### Stated task
Copy every line of the listing below verbatim, changing nothing.

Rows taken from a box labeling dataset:

::::::::::

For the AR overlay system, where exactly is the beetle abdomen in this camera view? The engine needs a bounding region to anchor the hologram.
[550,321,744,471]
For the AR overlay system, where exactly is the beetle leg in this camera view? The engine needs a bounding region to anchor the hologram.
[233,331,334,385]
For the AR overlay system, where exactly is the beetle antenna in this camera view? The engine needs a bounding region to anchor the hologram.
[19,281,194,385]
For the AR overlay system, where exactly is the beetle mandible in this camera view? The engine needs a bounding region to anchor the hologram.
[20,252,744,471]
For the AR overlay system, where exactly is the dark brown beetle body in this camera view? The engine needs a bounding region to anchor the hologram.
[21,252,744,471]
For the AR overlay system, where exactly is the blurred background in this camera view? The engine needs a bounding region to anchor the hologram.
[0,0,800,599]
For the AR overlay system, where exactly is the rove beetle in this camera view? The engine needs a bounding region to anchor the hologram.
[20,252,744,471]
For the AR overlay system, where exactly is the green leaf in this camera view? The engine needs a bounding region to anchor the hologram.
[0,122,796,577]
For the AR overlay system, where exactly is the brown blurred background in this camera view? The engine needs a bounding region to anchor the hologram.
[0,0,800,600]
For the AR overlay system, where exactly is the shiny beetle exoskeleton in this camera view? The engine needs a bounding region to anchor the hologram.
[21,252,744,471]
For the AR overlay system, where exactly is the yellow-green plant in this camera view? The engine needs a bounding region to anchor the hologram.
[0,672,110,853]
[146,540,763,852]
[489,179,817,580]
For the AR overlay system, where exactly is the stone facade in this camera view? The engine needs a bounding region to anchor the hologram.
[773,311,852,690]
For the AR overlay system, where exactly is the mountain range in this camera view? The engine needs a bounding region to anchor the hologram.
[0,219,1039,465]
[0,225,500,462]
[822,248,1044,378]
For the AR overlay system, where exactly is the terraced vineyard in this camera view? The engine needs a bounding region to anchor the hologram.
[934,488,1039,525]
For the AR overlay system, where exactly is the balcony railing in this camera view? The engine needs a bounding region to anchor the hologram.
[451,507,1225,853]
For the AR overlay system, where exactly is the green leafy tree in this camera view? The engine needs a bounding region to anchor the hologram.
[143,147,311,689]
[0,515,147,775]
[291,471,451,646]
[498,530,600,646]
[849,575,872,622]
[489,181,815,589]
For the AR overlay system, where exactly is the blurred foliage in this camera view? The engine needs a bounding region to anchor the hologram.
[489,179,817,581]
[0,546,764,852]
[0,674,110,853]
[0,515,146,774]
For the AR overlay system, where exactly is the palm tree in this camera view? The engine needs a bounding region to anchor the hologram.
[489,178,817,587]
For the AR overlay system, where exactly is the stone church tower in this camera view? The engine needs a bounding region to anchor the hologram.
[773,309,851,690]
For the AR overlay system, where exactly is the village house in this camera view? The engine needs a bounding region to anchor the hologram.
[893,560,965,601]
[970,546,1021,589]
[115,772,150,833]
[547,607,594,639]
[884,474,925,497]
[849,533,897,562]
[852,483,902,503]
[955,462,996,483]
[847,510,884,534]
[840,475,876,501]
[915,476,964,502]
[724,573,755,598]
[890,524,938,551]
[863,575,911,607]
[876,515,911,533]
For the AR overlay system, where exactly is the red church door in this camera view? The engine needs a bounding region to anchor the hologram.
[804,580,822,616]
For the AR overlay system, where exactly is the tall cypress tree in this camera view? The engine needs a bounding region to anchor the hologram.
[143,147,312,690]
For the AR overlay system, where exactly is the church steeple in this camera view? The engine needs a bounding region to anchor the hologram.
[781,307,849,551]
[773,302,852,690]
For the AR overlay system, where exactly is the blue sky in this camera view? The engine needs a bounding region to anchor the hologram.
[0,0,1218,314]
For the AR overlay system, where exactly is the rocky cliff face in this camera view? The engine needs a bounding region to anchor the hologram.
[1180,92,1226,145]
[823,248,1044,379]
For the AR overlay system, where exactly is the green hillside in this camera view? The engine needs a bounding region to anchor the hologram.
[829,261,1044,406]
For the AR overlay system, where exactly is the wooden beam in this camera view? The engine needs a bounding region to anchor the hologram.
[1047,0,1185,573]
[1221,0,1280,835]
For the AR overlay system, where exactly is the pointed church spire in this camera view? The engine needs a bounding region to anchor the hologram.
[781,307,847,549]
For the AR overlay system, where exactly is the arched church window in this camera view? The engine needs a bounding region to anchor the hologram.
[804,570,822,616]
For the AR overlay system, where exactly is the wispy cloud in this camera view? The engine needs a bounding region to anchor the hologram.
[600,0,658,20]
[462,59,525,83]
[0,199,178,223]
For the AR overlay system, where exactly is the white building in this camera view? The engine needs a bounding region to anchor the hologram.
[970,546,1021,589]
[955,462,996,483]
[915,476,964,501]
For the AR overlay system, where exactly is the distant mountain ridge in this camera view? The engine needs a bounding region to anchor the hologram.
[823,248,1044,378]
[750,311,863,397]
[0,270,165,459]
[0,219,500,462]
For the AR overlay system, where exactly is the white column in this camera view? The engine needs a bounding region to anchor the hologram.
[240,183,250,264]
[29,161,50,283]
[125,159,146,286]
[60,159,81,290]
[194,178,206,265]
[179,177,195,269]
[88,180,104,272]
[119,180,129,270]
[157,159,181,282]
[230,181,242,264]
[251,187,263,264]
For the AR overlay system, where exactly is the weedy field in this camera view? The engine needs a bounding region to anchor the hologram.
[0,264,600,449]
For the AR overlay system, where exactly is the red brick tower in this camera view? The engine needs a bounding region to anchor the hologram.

::::::::::

### Correct answer
For the AR overlay system, where exactly is the beetle abdomen in this camera view? The engine needs a bounding region to anchor the hologram.
[550,321,744,471]
For the AR overlay system, where exactly is the beetle leg in this camera view? The engine needs a bounding region to anchor the hologram.
[233,331,334,385]
For the AR overlay system, where exactly is the beetle antenna in this camera view? The engine needs a bounding region to anchor the hologram.
[19,281,194,385]
For the AR overlay system, where exactly is the beetle mandible in this camera view? The engine needs a bounding region to anchor the hologram.
[20,252,744,471]
For the AR overlay system, where exactly is the dark brown beetle body in this camera view? The engine needs a bounding region to anchor the hologram.
[21,252,744,471]
For the AR overlay system, where exactly is the blurred background in this camera view? The engine needs a bounding region to anchor the hologram.
[0,0,800,599]
For the AR overlay system, where exactly is the rove beetle in this camera view? The engine needs a bounding region to anchor the hologram.
[20,252,744,471]
For the AR overlay system, where exactly is the green leaf in this camera view? The engine needs a bounding region to anchor the hologram.
[0,122,796,577]
For the AR overlay system, where exactly is the brown blurred background in this camera view? The engine needs a bounding region to anchor the hologram.
[0,0,800,600]
For the AR overlay system, where exactly is the shiny beetle exoskeleton in this camera view? The engine needs a bounding region to anchor the hologram.
[21,252,744,471]
For the AR overlay system, where exactly is the yellow-green plant in this camera view? The engine needs a bounding region to anchor the hologram.
[0,672,110,853]
[146,540,763,852]
[489,179,817,580]
For the AR overlay system, where exactly is the stone facade in this camera view? The engine needs a bounding region to anchor the hologram.
[773,311,852,690]
For the AR overlay system, where exactly is the mountain range in this camera view? The engine needs a bounding region to anchor the hologram.
[0,219,1039,465]
[0,225,500,462]
[822,248,1044,378]
For the AR overlay system, where exactly is the terraced vineyard in this camera view? The engine needs a bounding region to anchor the hologram.
[934,488,1039,525]
For the AR overlay system, where exactly is the balcony railing in this camera view? The engine needs a bounding region to anchor the hologram.
[451,507,1225,853]
For the AR overlay system, where exactly is the green leafy tree in this camera view? The engine needs a bounding region to anchor the hologram.
[143,147,311,689]
[0,515,147,775]
[291,471,451,646]
[498,530,600,646]
[849,575,872,622]
[489,181,815,589]
For the AR overlay system, where exactly is the blurred foliage in this camera view? The engine needs a bounding region to anchor the hologram.
[489,179,817,581]
[0,546,764,852]
[0,674,110,853]
[0,515,146,774]
For the AR overlay system, where exactly is the palm tree in this camera view? The engine needs a bounding region to anchor the hologram.
[489,178,817,587]
For the AR overlay system, where exactly is the stone church tower in this camera view? The engine needs a bounding region to anchor the hologram.
[773,309,851,690]
For the AR overlay system, where exactly is the village house in this camera view? The engine needs a bounding region to anchor the hologram.
[893,560,965,601]
[970,546,1021,589]
[115,772,150,833]
[547,607,594,639]
[884,474,925,497]
[849,533,897,562]
[852,483,902,503]
[955,462,996,483]
[847,510,884,534]
[840,475,876,501]
[915,476,964,502]
[724,573,755,598]
[890,524,938,551]
[863,575,911,607]
[876,515,911,533]
For the AR overlay system, where exactly is the red church door in this camera view? The engine needs a bounding region to anchor the hologram.
[804,580,822,616]
For the AR overlay system, where exactly is the tall cypress tree in this camera view? The engine needs a bounding region to anchor the hologram.
[143,147,312,690]
For the AR overlay system, where exactly is the church steeple in this camera view? The engine needs a bounding region to anchor the hologram.
[781,307,849,551]
[773,302,852,690]
For the AR overlay system, where exactly is the blue sky in this camera view? The engine needs a bounding region to anchor the hologram.
[0,0,1218,314]
For the AR overlay system, where exactly is the rocky cliff face in this camera view? The engine needs a bounding region to anchor the hologram.
[1180,92,1226,145]
[823,248,1044,379]
For the AR overlay system, where exactly is the green hillside in this camera view? The engine needs a bounding region to anchor the hologram.
[829,261,1044,406]
For the AR overlay system, where exactly is the wooden beam in this camera view? The engine needs a bounding region to anchor the hologram.
[1047,0,1185,573]
[1221,0,1280,835]
For the AR overlay system, where exactly is the pointed church spire in this camera view? The engine needs a bounding region to anchor the hologram.
[781,307,847,549]
For the AR overlay system, where exactly is the arched church window in this camera view? The engine needs a bounding region to anchor the hologram.
[804,570,822,616]
For the AR overlay system, where exactly is the wispy cloud in this camera view? The engine needs a bounding region to anchor the hologram.
[600,0,658,20]
[462,59,525,83]
[0,199,178,223]
For the AR overlay system, where exactly is the white building in this camera view? The engine needs a bounding region to anchor the hologram.
[970,546,1021,589]
[955,462,996,483]
[915,476,964,501]
For the AR overlay system, where exactly is the distant mountain ridge in this camera view? The engine needs a bounding region to anchor the hologram.
[823,248,1044,378]
[750,311,863,397]
[0,270,165,459]
[0,219,500,462]
For the AR overlay system, where exactly is the white column in this camera view? The engine needs a bounding region to anchor the hologram.
[240,183,250,264]
[29,161,50,283]
[125,159,146,286]
[60,159,81,290]
[194,178,206,265]
[179,177,195,269]
[88,180,104,272]
[119,180,129,270]
[157,159,181,282]
[230,181,242,264]
[251,187,263,264]
For the AR overlay system, where exactly is the weedy field in this camera view? The engine needs a bounding region to anchor the hologram.
[0,264,600,449]
For the AR overlay system, where exactly is the red brick tower in this camera view? The engine needs a bounding region to anchor the hologram.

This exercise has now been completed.